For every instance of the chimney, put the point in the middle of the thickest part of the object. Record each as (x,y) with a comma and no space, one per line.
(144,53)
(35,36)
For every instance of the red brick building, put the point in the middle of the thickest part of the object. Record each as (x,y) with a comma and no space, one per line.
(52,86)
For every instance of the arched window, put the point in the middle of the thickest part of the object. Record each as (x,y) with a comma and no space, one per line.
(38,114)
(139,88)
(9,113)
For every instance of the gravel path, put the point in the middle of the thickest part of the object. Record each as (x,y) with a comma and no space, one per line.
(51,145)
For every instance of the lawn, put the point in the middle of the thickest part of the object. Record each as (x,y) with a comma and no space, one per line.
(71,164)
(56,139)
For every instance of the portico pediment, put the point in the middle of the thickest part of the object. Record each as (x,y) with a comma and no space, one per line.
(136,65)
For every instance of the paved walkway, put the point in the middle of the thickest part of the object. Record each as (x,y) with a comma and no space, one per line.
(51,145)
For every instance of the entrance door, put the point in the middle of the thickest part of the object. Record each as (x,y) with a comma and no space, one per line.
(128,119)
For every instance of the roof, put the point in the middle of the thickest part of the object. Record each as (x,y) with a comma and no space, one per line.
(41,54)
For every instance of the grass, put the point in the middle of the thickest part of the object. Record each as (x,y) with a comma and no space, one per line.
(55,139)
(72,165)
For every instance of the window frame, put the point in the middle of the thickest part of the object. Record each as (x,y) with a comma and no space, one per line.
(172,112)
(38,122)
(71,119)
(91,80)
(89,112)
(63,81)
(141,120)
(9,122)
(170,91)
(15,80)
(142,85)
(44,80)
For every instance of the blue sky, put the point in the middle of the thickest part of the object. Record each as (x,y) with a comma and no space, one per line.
-- -- --
**YOUR ASSIGNMENT:** An exact copy of the entire material is required.

**COMPLETED EXERCISE:**
For every instance of the chimney, put the point in the middle of the thickest part of the object. Record each as (x,y) with a comma and no space, one per line.
(144,53)
(35,36)
For every instance of the red brick building, put the point in the middle of the thickest part of the object. Record each as (x,y) with a comma and no space, one per line.
(52,86)
For every instance of the arched window, put the point in the middle of the thickest part of the object. Record each as (x,y) with a comma and no space, one per line.
(38,114)
(139,88)
(9,113)
For every instance of the gravel path, put the point in the middle of the thickest part of the object. Record each as (x,y) with a comma and no space, one per line.
(51,145)
For every instance of the lawn, put the point in the middle of the thickest part of the object. Record each as (x,y) with a comma and no space, one per line.
(71,164)
(56,139)
For every instance of the portico pediment, put the point in the middle of the thickest part of the object. Record each as (x,y) with a comma and no space, one per line.
(136,65)
For every instance of the paved walkway, put the point in the middle of the thickest part of the object. Record each as (x,y) with a comma and no space, one per line.
(51,145)
For every instance of the entrance door, put the point in the middle of the thickest part of the object. Record each as (x,y) with a comma and no space, one per line.
(128,119)
For every instance of the roof, put the point in the middle of the thickest part of the object. Record each as (x,y) with a comma and no space, one per line.
(41,54)
For every instance of the grass, put the point in the middle of the thickest part of the object. Record each as (x,y) with a comma and no space, one per line.
(55,139)
(72,165)
For every instance of the window frame, put the point in the middle of the thickest part of the object. Record each as (x,y) with a comma and no space, one per line.
(172,112)
(38,122)
(71,119)
(91,80)
(89,112)
(63,81)
(141,120)
(9,122)
(170,91)
(15,80)
(142,85)
(44,80)
For every instance of the blue sky, put the point in the middle of the thickest part of the object. Record each as (x,y) with a comma and no space, one per line.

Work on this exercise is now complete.